Task goal: In the records below, copy out every line starting at the line that contains "If you could place a marker on the white glove" and ending after the line that contains "(827, 1197)". Include no other lines, and leave the pictures out.
........
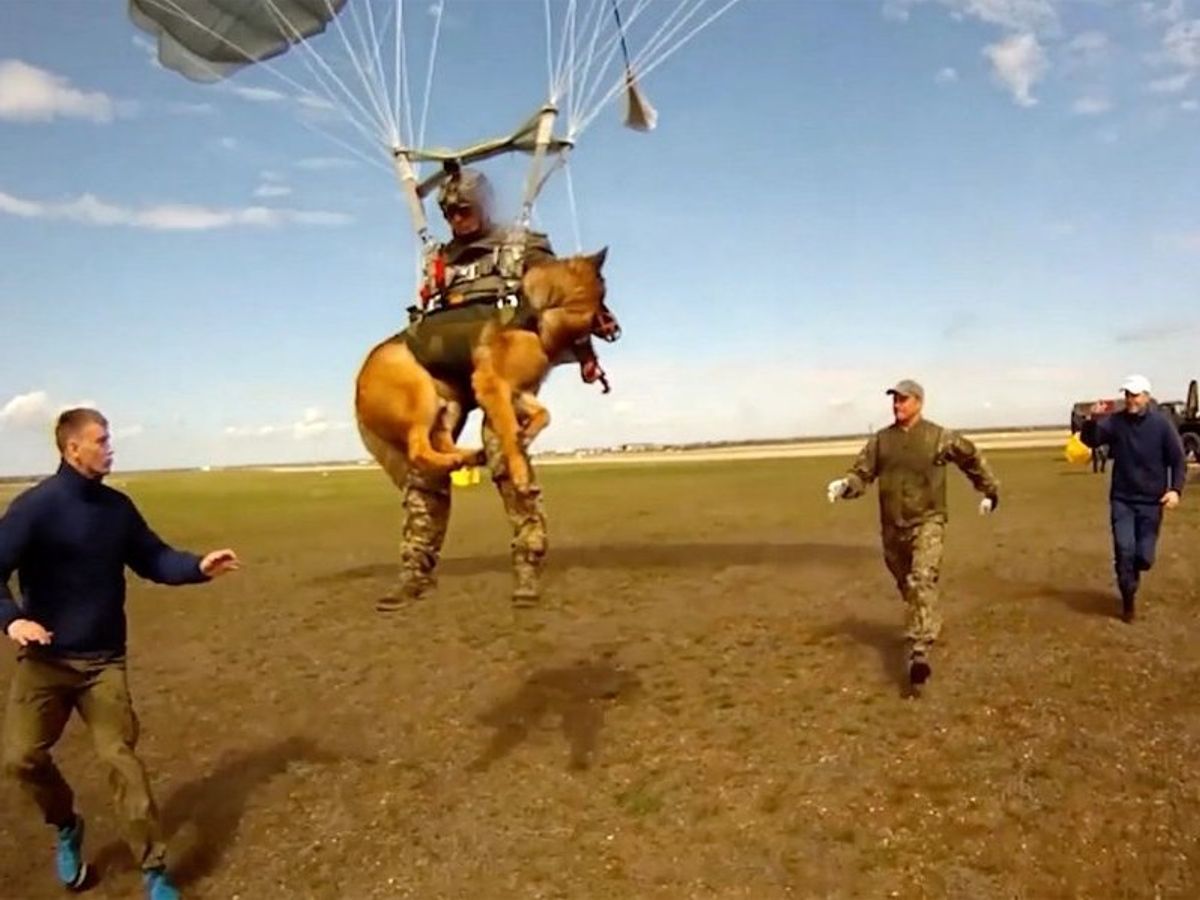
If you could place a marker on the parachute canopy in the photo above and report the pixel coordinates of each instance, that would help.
(595, 52)
(210, 40)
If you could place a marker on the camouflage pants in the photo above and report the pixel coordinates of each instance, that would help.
(43, 694)
(913, 556)
(427, 516)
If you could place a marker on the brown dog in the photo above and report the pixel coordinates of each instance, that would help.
(399, 402)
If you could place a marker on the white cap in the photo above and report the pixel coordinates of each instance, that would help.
(1135, 384)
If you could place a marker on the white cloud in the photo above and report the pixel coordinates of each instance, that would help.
(27, 411)
(1013, 15)
(33, 95)
(271, 190)
(1018, 63)
(312, 424)
(317, 163)
(1169, 11)
(90, 210)
(1182, 43)
(1091, 106)
(1174, 84)
(191, 108)
(1087, 49)
(35, 409)
(257, 95)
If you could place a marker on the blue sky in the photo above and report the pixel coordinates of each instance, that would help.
(996, 197)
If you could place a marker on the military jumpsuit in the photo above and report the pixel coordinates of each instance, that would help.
(473, 274)
(910, 466)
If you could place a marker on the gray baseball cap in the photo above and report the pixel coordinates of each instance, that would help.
(907, 388)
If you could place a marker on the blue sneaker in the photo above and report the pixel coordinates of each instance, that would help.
(159, 885)
(69, 856)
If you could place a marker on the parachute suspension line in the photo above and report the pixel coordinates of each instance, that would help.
(407, 101)
(429, 75)
(580, 72)
(534, 181)
(307, 57)
(660, 58)
(360, 69)
(574, 208)
(382, 79)
(595, 75)
(173, 9)
(397, 51)
(592, 106)
(550, 52)
(655, 47)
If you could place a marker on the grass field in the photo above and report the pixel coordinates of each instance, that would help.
(709, 708)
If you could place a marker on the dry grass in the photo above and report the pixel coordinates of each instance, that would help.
(711, 709)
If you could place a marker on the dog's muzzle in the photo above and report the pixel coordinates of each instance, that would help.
(605, 325)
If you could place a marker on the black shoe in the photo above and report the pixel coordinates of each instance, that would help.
(918, 669)
(1127, 610)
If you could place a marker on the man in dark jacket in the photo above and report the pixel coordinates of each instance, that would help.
(1149, 473)
(70, 539)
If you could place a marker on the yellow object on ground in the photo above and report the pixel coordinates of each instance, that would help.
(462, 478)
(1077, 451)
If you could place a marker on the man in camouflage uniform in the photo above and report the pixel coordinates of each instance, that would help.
(909, 457)
(478, 265)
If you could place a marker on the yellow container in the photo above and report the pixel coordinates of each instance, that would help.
(466, 477)
(1077, 451)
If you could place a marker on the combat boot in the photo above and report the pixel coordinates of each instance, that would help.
(526, 585)
(918, 669)
(1127, 609)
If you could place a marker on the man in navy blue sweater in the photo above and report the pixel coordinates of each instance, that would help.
(1149, 473)
(70, 539)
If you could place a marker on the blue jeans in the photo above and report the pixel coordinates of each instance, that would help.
(1134, 538)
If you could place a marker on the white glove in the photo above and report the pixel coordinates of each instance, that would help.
(837, 489)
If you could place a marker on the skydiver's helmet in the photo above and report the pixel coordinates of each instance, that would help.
(466, 187)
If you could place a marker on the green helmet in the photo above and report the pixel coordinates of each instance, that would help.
(466, 187)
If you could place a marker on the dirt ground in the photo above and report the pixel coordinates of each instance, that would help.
(711, 707)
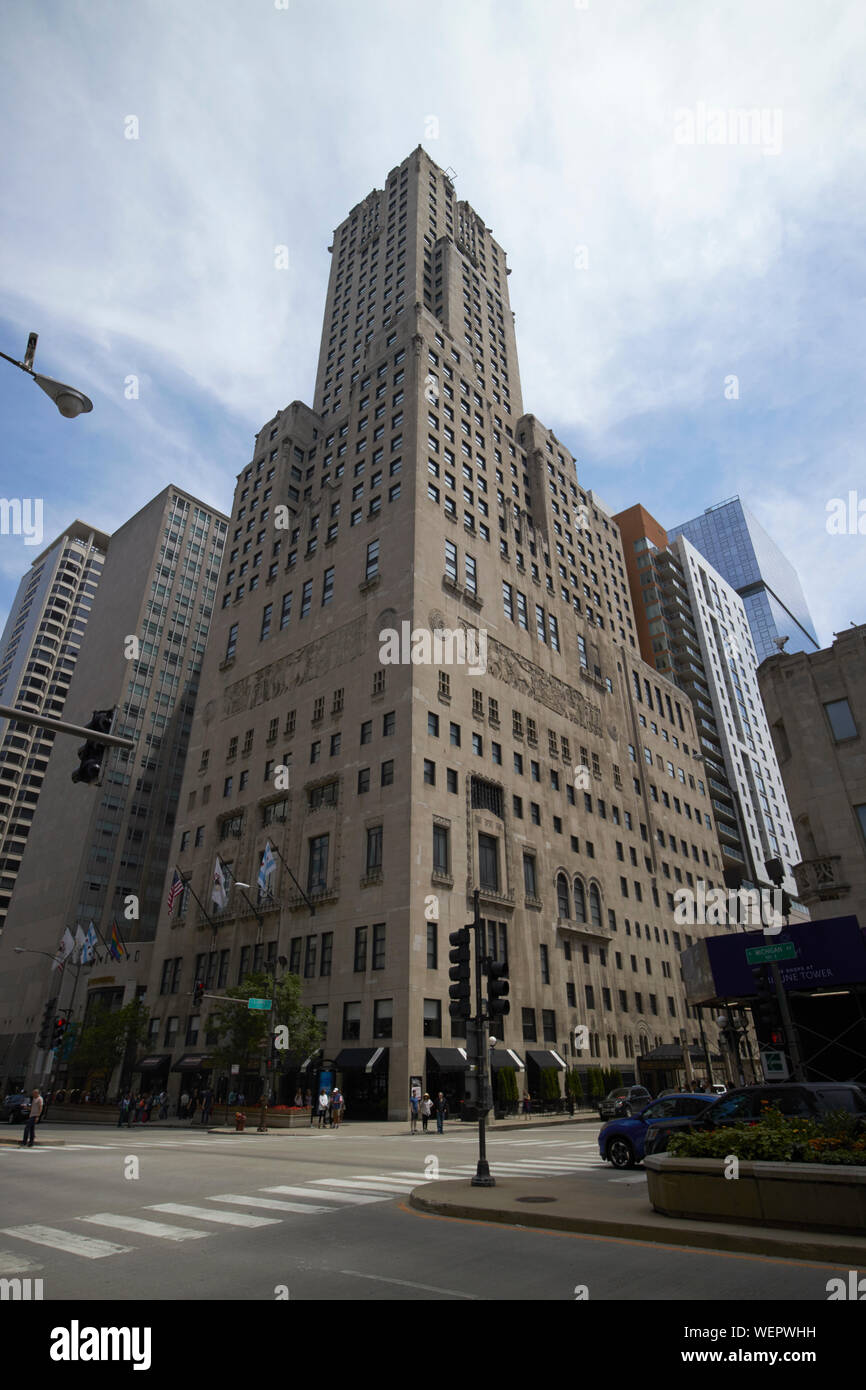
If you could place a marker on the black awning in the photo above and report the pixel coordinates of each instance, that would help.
(546, 1059)
(362, 1058)
(193, 1062)
(505, 1057)
(448, 1058)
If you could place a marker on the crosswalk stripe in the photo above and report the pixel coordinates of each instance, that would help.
(206, 1214)
(359, 1186)
(67, 1241)
(145, 1228)
(273, 1204)
(350, 1198)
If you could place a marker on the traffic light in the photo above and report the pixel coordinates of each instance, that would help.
(460, 993)
(91, 754)
(765, 1008)
(498, 988)
(45, 1032)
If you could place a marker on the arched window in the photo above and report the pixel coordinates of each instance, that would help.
(580, 901)
(595, 905)
(563, 905)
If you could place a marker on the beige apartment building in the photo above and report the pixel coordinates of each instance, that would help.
(531, 754)
(816, 708)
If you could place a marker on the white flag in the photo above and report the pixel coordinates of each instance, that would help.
(218, 895)
(64, 950)
(91, 943)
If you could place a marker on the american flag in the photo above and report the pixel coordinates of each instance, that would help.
(174, 893)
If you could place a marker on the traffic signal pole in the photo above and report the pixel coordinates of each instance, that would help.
(25, 716)
(787, 1023)
(483, 1171)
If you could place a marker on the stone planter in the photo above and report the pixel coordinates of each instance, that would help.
(827, 1197)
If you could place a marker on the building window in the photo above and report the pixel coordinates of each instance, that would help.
(441, 849)
(433, 1019)
(488, 862)
(382, 1018)
(352, 1022)
(841, 720)
(317, 876)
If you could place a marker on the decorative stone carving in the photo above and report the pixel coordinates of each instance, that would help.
(538, 685)
(296, 669)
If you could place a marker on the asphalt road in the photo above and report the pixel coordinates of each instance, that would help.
(314, 1215)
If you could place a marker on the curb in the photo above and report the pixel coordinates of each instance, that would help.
(788, 1244)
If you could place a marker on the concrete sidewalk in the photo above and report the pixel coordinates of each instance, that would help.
(592, 1209)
........
Task answer:
If you could place a marker on the white glove in the photo above and report the pixel coordinates of each instance, that would help.
(837, 489)
If you could place a marker on the skydiver's helmet in the photo above and report the pixel coordinates of each instance, that would help.
(466, 187)
If you could place a marker on the green helmet in the photo above and report the pixel coordinates of each instance, that would help.
(466, 187)
If you could place a marker on the dirt ground in the photo above and report the pixel coordinates of each instance, that would help.
(711, 707)
If you could place a marker on the black awning in the photo above and report the pixel coordinates of each instance, that would help.
(546, 1059)
(362, 1058)
(193, 1062)
(505, 1057)
(448, 1058)
If you could place a marker on the crosswalk stripe in the photo above and report the pixel coordinates of each instance, that would help.
(206, 1214)
(359, 1186)
(67, 1241)
(145, 1228)
(273, 1204)
(350, 1198)
If you could place a marker on the traffic light in the photo above and report the pixel coordinates of each instance, that would help.
(460, 993)
(91, 754)
(765, 1008)
(498, 988)
(45, 1032)
If you could place a marker on the arched window in the photo above and report the pixel coordinates of each instance, that would help.
(580, 901)
(595, 905)
(563, 905)
If you could place a marker on the beige apartment building in the photo above and report the pixel coordinates of each instance, that would help.
(531, 754)
(816, 708)
If you could place a marker on the white flag in the photo above and report the pixel coordinates of each instance, that would help.
(218, 895)
(64, 950)
(91, 943)
If you could place a marker on the american flag in the photo above and report the pixel coordinates of each instance, that would help.
(174, 893)
If you could place a marker on the traffic signal pole in the photo above and report the pixel coordinates of each instance, that would help.
(25, 716)
(787, 1023)
(483, 1171)
If you could place a marker on the stone planter in the photo above and report the pixel coordinates of each instance, that would help.
(827, 1197)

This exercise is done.